▸ TASK TO COMPLETE:
In the lines below, switch every "shirt collar" to "jacket collar" and leave everything else unchanged.

▸ EXTRACTED INFORMATION:

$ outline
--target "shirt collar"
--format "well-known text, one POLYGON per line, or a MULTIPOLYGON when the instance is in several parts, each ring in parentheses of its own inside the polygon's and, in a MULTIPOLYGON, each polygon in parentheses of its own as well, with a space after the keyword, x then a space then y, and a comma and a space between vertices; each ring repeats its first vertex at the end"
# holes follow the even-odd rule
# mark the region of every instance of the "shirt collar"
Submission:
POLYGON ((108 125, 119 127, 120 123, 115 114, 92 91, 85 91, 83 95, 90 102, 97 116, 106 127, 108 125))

▸ TASK OUTPUT:
$ outline
--target "jacket collar"
--format "well-known text, one POLYGON per line, or a MULTIPOLYGON when the instance is in several parts, each ring in parentheses of its own inside the polygon's and, in a MULTIPOLYGON, each polygon in parentheses of its own as well, with a space after the keyword, x then a space then y, and a comma and a space between vertices; each ring repeats its first vertex at the end"
# holes follow the even-odd rule
# mark the region of every instance of the "jacket collar"
Submission:
POLYGON ((108 125, 119 127, 120 123, 115 114, 92 91, 85 91, 83 95, 90 102, 97 116, 106 127, 108 125))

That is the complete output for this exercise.